### MATERIAL PROVIDED
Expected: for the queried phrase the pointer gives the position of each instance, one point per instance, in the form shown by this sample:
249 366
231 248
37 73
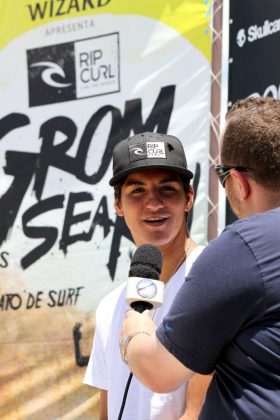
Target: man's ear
189 199
118 207
242 182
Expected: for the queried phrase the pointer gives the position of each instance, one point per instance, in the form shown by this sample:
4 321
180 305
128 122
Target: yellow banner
76 77
188 18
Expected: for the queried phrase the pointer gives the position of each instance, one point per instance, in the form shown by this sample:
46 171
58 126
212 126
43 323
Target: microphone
144 289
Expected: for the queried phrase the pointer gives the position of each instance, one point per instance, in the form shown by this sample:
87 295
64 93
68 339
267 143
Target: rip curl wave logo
51 70
241 38
146 288
138 151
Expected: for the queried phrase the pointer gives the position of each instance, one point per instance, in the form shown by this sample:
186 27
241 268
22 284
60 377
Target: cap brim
120 176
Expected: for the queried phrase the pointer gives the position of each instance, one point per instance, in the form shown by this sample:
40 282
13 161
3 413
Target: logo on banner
146 288
75 70
241 37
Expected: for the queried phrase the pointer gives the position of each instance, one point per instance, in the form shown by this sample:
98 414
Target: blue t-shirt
226 319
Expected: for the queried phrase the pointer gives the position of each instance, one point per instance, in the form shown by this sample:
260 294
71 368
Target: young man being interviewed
154 195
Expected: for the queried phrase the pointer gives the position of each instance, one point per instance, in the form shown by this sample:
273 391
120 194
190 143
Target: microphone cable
125 396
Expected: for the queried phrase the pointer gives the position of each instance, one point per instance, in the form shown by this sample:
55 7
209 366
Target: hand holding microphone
144 291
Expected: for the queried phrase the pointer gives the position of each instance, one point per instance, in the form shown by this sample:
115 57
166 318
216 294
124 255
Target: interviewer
226 317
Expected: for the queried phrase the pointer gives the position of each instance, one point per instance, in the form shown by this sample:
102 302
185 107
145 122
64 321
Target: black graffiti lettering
12 122
23 166
64 297
113 139
33 301
10 301
100 218
121 230
3 256
55 155
71 219
49 234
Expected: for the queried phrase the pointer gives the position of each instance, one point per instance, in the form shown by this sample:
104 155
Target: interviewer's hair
185 182
252 139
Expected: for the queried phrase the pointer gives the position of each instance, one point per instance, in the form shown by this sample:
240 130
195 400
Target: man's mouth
155 220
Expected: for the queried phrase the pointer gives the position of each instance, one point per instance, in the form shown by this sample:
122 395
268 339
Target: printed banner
254 64
77 76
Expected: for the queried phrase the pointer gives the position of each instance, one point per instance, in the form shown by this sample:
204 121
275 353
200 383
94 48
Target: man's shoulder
113 298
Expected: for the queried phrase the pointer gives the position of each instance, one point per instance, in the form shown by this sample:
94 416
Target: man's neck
174 257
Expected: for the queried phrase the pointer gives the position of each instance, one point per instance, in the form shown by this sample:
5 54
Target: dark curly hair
252 139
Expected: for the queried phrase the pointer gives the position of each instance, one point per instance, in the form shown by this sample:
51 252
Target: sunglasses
223 172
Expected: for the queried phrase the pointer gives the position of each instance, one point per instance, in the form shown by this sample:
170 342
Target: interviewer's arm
148 359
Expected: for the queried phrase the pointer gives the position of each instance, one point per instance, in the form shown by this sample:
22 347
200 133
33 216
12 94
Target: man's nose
154 200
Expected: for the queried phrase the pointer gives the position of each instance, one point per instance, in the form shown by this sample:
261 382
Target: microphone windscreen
146 262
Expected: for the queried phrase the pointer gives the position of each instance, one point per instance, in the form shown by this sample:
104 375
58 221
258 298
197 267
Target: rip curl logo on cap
146 289
149 150
138 151
156 149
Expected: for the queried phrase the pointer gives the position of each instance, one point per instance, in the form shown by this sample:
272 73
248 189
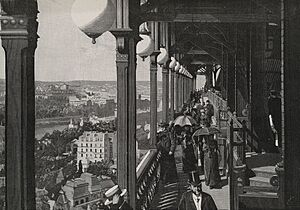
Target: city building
76 191
94 146
85 190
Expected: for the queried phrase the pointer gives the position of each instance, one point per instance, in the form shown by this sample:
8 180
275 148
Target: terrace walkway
168 196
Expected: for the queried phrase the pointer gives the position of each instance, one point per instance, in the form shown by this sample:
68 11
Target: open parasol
206 131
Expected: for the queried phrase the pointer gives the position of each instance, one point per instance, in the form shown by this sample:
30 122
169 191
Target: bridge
244 49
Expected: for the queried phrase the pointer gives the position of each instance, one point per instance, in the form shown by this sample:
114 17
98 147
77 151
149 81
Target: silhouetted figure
115 199
195 198
274 106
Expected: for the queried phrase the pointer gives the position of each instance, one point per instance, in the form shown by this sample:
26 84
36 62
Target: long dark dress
211 163
188 157
167 144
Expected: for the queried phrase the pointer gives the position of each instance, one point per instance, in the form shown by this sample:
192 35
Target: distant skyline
64 53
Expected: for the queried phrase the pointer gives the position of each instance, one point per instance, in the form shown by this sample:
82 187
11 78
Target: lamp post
145 47
177 86
94 17
172 68
162 59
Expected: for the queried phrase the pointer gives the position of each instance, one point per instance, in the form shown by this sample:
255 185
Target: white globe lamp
93 17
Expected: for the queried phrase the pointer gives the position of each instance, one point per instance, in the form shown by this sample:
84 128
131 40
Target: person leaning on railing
167 144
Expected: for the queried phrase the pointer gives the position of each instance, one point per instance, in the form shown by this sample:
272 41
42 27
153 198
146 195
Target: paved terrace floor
168 196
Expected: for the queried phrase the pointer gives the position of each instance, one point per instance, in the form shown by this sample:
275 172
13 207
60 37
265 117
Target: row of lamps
94 17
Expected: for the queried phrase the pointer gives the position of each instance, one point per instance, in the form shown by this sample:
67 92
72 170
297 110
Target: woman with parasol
184 123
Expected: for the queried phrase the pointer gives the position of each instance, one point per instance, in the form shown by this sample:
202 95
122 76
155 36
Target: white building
93 146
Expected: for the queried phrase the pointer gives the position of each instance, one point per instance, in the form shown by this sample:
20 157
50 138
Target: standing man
115 199
195 198
274 106
209 111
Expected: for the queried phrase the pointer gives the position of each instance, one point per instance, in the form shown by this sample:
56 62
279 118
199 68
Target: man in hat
115 199
195 198
209 111
274 106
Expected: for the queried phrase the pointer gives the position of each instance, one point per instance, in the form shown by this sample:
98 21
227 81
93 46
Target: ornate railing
148 174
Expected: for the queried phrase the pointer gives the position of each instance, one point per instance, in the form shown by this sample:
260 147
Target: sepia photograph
150 105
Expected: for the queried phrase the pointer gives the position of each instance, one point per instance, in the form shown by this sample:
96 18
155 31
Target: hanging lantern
181 70
163 57
93 17
177 67
172 63
145 47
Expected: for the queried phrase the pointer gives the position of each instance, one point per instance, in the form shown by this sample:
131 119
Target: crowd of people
197 140
192 132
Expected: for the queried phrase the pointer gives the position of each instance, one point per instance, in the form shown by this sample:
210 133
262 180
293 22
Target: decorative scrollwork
274 181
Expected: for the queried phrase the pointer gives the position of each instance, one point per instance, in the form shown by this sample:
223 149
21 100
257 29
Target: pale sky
65 53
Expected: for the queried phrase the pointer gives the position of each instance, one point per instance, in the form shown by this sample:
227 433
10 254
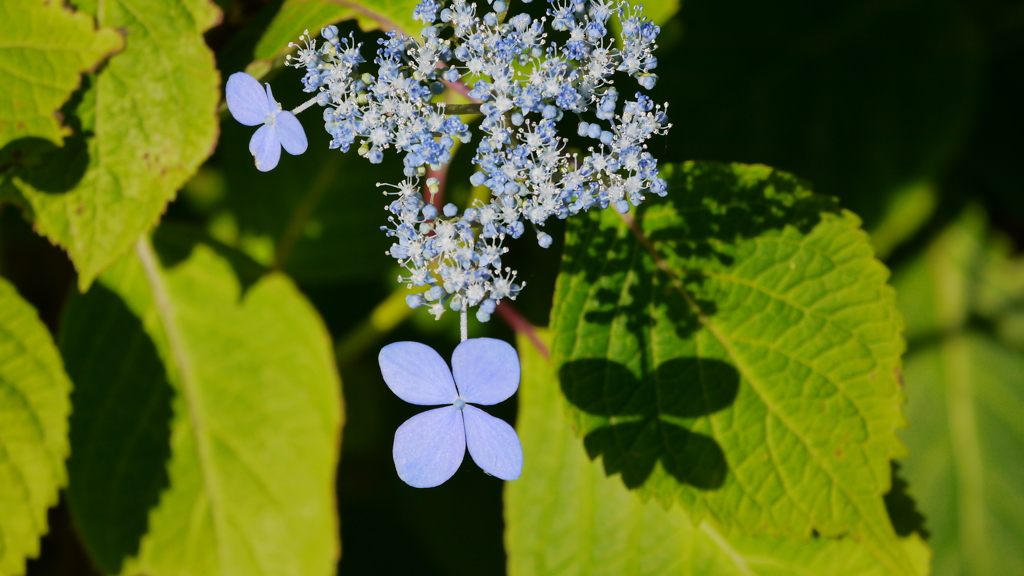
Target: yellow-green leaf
146 120
253 428
34 411
563 517
44 48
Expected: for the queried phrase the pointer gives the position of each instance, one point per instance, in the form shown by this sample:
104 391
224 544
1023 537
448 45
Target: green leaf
966 388
315 216
298 15
737 350
781 82
252 446
44 48
147 121
563 517
34 411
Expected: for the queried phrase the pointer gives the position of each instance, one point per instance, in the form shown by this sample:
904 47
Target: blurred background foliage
908 111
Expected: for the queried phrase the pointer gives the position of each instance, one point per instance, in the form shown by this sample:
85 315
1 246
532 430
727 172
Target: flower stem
520 325
304 106
459 109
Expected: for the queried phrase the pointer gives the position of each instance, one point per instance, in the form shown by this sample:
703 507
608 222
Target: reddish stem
520 325
441 175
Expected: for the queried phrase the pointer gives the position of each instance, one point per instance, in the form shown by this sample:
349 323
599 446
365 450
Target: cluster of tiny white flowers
525 81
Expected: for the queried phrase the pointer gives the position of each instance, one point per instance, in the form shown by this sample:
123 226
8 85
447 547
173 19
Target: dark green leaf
44 48
966 388
563 517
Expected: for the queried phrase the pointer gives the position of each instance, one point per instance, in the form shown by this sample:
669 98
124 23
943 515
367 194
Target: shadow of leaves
648 418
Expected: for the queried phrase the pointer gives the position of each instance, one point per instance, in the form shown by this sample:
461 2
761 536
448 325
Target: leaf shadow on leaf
711 210
120 427
648 417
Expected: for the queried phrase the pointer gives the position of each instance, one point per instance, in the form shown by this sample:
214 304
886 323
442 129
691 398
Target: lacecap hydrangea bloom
251 106
524 75
525 79
429 447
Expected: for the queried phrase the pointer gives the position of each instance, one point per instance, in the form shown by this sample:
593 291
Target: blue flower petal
266 148
417 374
493 444
269 98
486 370
246 99
293 137
429 447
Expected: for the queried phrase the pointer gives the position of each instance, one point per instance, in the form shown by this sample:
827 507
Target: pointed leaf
146 120
44 48
256 422
565 518
734 346
429 447
966 391
34 411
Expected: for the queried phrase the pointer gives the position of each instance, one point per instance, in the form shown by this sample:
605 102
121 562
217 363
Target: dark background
876 101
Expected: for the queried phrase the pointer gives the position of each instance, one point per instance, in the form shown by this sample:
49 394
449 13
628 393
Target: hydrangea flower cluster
525 74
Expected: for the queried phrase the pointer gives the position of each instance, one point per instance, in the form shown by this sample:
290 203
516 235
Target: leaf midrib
165 309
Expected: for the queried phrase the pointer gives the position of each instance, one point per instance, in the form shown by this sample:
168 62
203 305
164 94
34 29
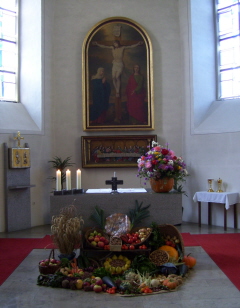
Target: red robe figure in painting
135 97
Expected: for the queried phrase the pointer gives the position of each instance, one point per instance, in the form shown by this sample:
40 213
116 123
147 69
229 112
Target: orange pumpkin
189 261
170 283
173 253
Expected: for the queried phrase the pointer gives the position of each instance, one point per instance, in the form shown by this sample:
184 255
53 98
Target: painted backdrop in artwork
118 81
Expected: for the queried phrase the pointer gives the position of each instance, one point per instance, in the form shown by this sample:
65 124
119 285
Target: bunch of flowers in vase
161 164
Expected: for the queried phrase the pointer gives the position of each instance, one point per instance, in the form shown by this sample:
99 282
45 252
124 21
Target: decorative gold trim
114 151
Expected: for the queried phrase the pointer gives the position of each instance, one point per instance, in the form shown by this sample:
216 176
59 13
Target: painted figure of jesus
117 68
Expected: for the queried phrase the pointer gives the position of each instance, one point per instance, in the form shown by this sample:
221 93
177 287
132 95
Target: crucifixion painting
118 80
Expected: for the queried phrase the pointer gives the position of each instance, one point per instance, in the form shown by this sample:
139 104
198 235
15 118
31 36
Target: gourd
189 261
173 253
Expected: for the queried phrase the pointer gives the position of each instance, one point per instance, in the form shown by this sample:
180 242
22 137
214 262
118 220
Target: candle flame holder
219 181
210 185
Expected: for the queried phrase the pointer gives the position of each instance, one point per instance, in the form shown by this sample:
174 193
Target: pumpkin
173 253
189 261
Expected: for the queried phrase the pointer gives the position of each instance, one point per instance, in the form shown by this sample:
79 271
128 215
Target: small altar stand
225 198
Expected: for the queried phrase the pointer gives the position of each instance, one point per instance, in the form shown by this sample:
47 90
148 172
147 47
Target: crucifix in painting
118 95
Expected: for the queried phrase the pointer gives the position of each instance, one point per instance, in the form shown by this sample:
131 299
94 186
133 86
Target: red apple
101 244
97 288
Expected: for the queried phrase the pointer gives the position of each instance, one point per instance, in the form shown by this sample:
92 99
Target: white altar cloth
228 198
120 190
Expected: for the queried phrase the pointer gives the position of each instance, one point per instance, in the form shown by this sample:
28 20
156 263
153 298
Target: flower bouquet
161 163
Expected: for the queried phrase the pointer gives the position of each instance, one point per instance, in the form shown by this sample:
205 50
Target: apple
101 244
99 281
97 288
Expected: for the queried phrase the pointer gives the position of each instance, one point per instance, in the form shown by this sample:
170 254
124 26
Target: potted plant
59 164
162 167
66 231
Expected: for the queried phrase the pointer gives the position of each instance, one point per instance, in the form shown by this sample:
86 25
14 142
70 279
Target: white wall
211 147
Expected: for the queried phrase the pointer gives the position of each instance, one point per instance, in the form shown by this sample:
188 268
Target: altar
166 208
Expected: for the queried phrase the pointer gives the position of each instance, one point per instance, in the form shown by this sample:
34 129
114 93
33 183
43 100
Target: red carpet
224 249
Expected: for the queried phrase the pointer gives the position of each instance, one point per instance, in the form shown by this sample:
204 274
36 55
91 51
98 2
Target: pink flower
148 164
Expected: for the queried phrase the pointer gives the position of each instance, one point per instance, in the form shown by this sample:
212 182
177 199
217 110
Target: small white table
226 198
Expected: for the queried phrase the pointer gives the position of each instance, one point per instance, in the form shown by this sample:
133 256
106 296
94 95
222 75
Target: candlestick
78 180
68 179
58 180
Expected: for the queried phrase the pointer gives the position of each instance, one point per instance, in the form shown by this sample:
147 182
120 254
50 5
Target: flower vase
162 185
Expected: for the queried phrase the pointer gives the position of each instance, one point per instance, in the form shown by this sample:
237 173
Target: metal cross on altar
114 182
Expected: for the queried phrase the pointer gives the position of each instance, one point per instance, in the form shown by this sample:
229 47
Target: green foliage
156 239
142 264
99 217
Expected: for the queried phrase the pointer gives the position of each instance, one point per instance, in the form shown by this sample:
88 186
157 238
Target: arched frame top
114 51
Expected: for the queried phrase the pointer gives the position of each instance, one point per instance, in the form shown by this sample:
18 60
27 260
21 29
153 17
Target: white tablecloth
228 198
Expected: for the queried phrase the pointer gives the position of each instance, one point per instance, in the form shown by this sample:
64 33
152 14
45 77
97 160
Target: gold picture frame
114 151
114 51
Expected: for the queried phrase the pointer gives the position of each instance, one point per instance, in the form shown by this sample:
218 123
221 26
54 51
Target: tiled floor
207 286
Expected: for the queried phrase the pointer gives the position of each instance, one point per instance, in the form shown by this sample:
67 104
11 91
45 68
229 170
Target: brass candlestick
219 181
210 185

### TO DO
From the data above, keep only the lines that include the string "decorative" and copy each one out in full. Treat uppercase and lowercase as different.

### SOLUTION
Target: decorative scrollwork
Target: decorative gold trim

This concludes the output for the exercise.